EXERCÍCIOS
• a. Copie do texto sobre o Poema em linha recta tudo o que vai de "Haja alguém que" até "campeões em tudo.".
• b. Escreva o que vem a seguir no texto sobre o Poema em linha recta, a partir da última frase apresentada.

TRECHO
2 de junho de 2009

Haja alguém que tenha falado verdade porra!

"A arte é uma forma de crítica, porque fazer arte é confessar que a vida ou não presta, ou não chega" Álvaro de Campos

Poema em linha recta - Álvaro de Campos

Nunca conheci quem tivesse levado porrada.
Todos os meus conhecidos têm sido campeões em tudo.
E eu, tantas vezes reles, tantas vezes porco, tantas vezes vil, Eu tantas vezes irrespondivelmente parasita, Indesculpavelmente sujo, Eu, que tantas vezes não tenho tido paciência para tomar banho,
Eu, que tantas vezes tenho sido ridículo, absurdo, Que tenho enrolado os pés publicamente nos tapetes das etiquetas, Que tenho sido grotesco, mesquinho, submisso e arrogante, Que tenho sofrido enxovalhos e calado, Que quando não tenha calado, tenho sido mais ridículo ainda;
Eu que tenho sido cómico às criadas do hotel, Eu, que tenho sentido o piscar de olhos dos moços de fretes, Eu, que tenho feito vergonhas financeiras, pedido emprestado sem pagar, Eu, que, quando a hora do soco surgiu, me tenha agachado, Para fora da possibilidade so soco;
Eu, que tenho sofrido a angústia das pequenas coisas ridículas, Eu verifico que não tenho par nisto tudo neste mundo.

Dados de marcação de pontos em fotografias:
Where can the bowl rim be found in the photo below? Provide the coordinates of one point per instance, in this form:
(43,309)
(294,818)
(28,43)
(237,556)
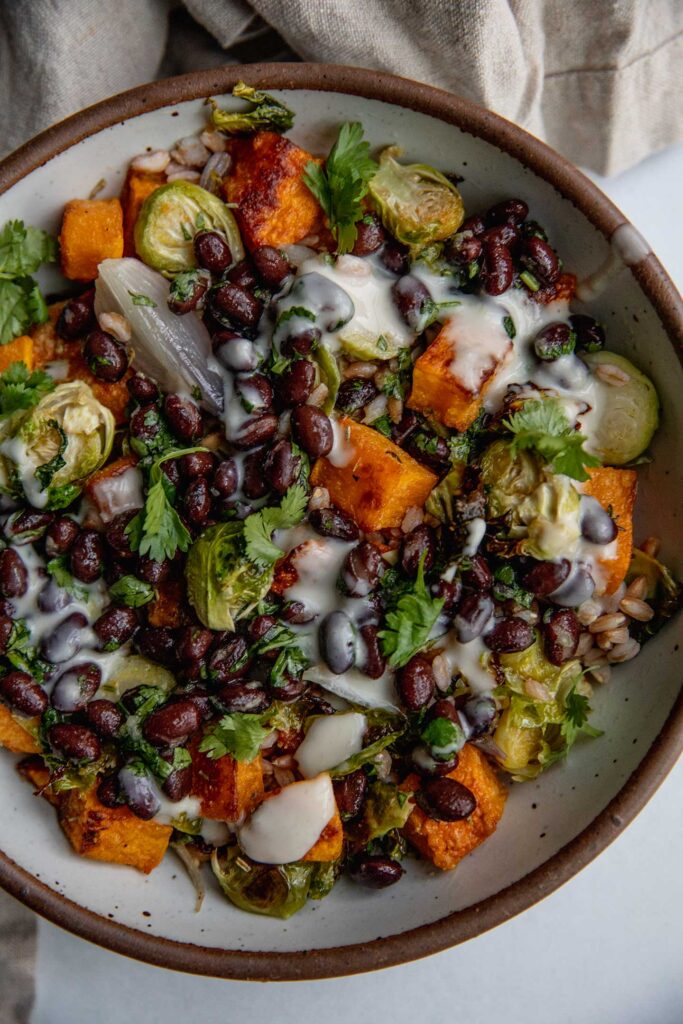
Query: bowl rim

==

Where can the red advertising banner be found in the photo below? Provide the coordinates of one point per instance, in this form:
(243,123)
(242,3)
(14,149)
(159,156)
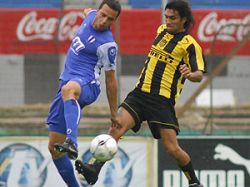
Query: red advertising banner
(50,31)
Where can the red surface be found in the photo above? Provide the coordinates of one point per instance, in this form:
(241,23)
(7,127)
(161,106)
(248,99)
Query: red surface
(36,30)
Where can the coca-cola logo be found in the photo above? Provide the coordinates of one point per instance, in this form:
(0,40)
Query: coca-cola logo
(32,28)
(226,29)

RESPOSTAS POR ORDEM
• a.
Haja alguém que tenha falado verdade porra!

"A arte é uma forma de crítica, porque fazer arte é confessar que a vida ou não presta, ou não chega" Álvaro de Campos

Poema em linha recta - Álvaro de Campos

Nunca conheci quem tivesse levado porrada.
Todos os meus conhecidos têm sido campeões em tudo.

• b.
Toda a gente que eu conheço e fala comigo Nunca teve um acto ridículo, nunca sofreu enxovalho, Nunca foi senão príncipe; Todos eles príncipes na vida...
Quem me dera ouvir de alguém a voz humana Que confessasse não um pecadp, não uma infâmia; Que contasse não uma violência, mas uma cobardia! Não, são todos o Ideal, se os oiço e me falam.
Quem há neste largo mundo que me confesse que uma vez foi vil?
Ó príncipes, meus irmãos, Arre estou farto de semideuses!
Onde é que há gente no mundo?
Então sou só eu que é vil e erróneo nesta terra?
Poderão as mulheres não os terem amado, Podem ter sido traídos, mas ridículos nunca! E eu, que tenho sido ridículo sem ter sido traído, Como posso eu falar com os meus superiores sem titubear? Eu, que tenho sido vil, literalmente vil, Vil no sentido mesquinho e infame da vileza.

1 comentário:

FlyHigh_Girl disse...

Admitir a nossa própria maldade e mesquinhez requer que saibamos (ou consigamos) viver com ela. Requer uma noção de identidade suficiente forte e maleável (é difícil juntar estes dois atributos). Isto para que a maldade seja parte de nós, sem atacar a nossa auto-estima ao ponto de não conseguirmos "funcionar".
Creio que só ganhamos essa capacidade gradualmente, num longo e por vezes penoso processo. É preciso é coragem !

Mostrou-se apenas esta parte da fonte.